**Requirement**
Can you recast everything from the line containing "Guideline: for each instance of the concrete wall, put" down to the end of the entries as a two-column CSV with the columns text and answer? Use one row per entry, put each value in one quoted field with line breaks turned into spaces, and leave the pictures out.

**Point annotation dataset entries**
□ □ □
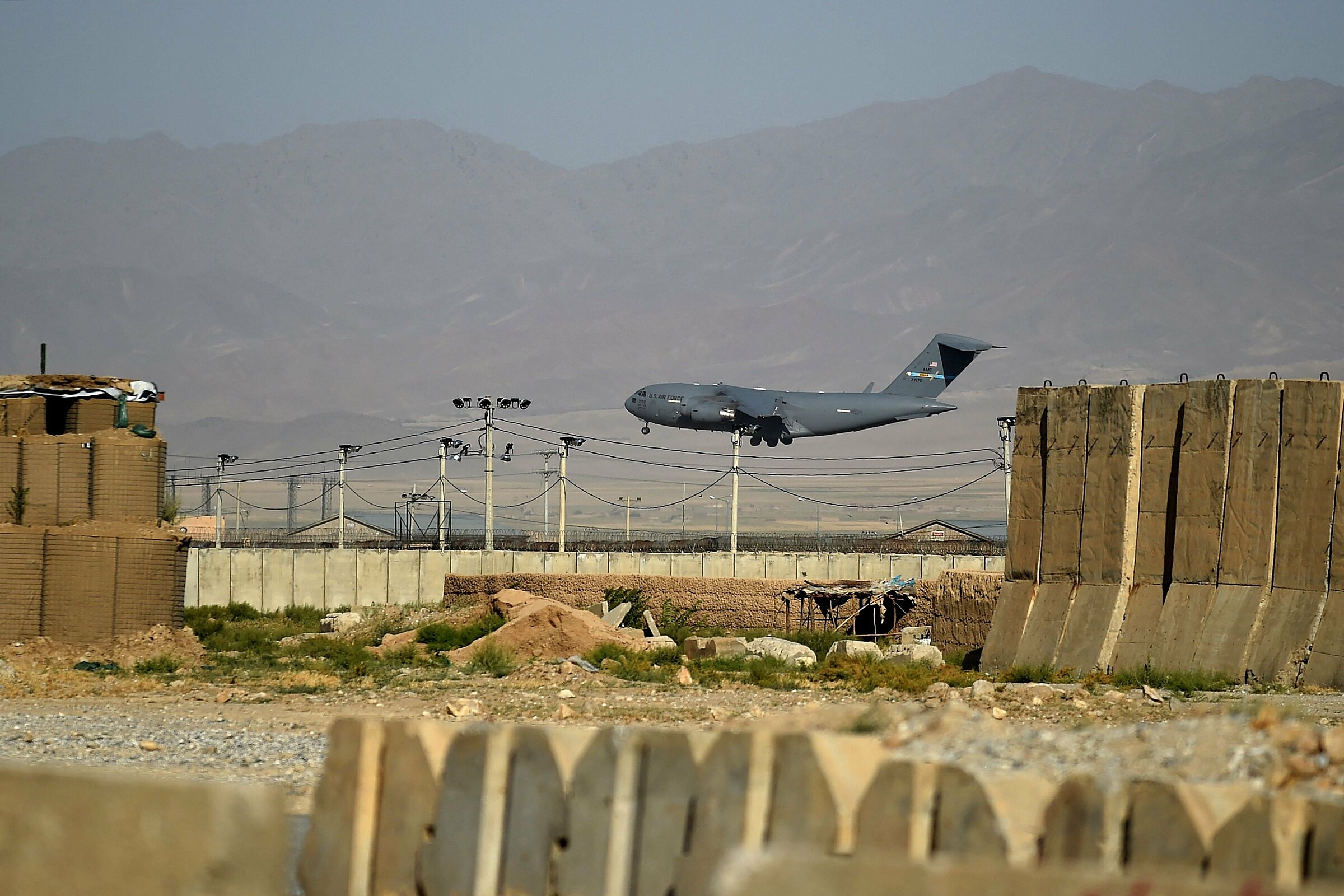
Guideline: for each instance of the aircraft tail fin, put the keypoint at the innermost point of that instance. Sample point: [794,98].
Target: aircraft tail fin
[936,367]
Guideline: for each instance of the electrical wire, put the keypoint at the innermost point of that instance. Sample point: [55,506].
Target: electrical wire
[663,448]
[875,507]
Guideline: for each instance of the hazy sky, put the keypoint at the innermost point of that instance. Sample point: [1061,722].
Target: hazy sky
[585,82]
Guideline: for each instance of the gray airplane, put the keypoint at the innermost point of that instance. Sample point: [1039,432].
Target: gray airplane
[774,416]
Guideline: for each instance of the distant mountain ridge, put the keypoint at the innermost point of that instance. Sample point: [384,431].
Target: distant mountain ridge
[389,265]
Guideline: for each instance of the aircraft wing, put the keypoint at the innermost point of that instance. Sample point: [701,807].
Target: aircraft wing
[756,402]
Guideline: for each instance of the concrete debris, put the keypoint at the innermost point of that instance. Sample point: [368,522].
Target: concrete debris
[791,652]
[464,707]
[616,615]
[983,689]
[855,649]
[909,654]
[339,624]
[714,648]
[917,634]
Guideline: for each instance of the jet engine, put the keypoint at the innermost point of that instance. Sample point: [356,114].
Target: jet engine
[711,410]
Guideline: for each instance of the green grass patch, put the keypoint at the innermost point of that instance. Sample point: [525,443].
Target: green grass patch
[160,665]
[442,637]
[867,673]
[239,627]
[1184,683]
[491,659]
[1043,673]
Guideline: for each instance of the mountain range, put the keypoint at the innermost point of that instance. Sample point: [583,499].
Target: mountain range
[385,267]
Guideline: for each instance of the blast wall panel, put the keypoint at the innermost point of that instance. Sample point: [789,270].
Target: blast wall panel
[1252,484]
[1065,474]
[1026,500]
[1201,486]
[1110,496]
[1163,409]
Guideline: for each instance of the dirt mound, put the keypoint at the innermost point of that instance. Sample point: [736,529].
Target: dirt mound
[125,651]
[545,629]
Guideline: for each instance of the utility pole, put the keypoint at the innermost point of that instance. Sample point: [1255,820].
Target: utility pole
[1007,430]
[566,444]
[737,453]
[546,492]
[220,504]
[346,450]
[489,473]
[292,494]
[442,481]
[628,499]
[488,405]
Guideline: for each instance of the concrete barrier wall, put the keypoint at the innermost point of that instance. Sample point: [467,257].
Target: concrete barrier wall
[277,578]
[413,806]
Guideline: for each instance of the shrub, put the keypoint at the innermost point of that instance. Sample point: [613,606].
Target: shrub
[441,636]
[1043,673]
[1184,683]
[338,655]
[491,659]
[163,665]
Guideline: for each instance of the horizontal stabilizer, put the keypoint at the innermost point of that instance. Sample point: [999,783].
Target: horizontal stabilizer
[936,367]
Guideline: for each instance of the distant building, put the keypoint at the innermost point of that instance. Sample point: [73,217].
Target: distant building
[942,531]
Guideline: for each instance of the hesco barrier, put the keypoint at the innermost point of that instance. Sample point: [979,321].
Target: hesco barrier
[128,476]
[428,808]
[1182,526]
[55,470]
[10,460]
[24,416]
[89,582]
[276,578]
[21,581]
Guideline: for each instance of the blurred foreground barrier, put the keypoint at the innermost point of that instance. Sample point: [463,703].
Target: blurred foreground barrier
[482,810]
[787,875]
[96,833]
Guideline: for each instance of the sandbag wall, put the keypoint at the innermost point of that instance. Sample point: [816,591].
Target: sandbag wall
[409,808]
[89,582]
[71,479]
[1180,526]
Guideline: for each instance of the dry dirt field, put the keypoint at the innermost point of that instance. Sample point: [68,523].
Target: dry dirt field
[252,734]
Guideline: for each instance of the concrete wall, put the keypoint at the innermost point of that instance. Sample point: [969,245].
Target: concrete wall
[276,578]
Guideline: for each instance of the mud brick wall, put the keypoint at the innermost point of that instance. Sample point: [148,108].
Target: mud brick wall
[128,476]
[731,604]
[963,609]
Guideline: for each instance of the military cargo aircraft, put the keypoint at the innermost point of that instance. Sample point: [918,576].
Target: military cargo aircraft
[776,416]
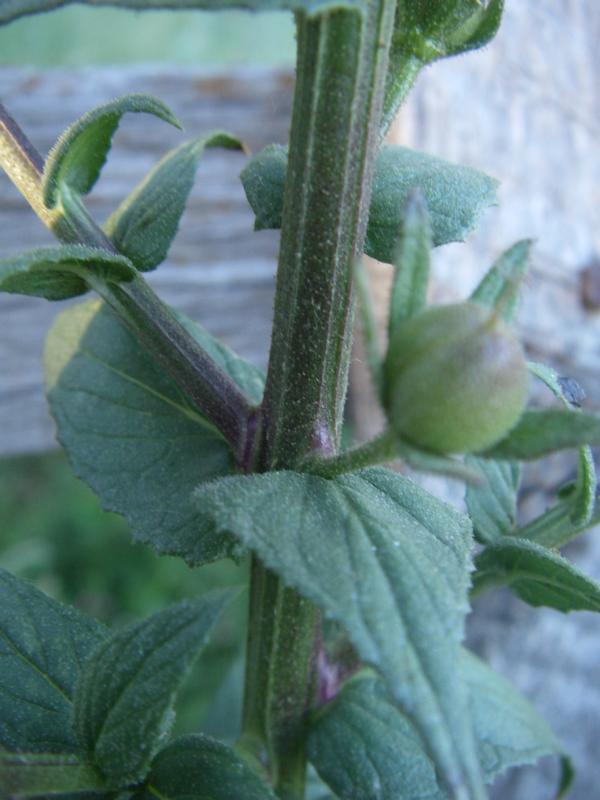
□ □ □
**Task solution**
text,answer
"Guideline: for each instance of the concrete wall, put the keypoint at the innermost point of that instance. Sample point: [969,245]. Target: concrete wall","[276,578]"
"Guideline: for each instance of the mud brick wall, put the keypoint at the innermost point of that instance. Sample point: [148,108]. Target: mud brick wall","[128,476] [731,604] [963,609]"
"Guideline: for each instance of the military cargo aircraft, put the keypoint at the innermost point of that instance. Sample point: [918,576]. Target: military cargo aircraft","[776,416]"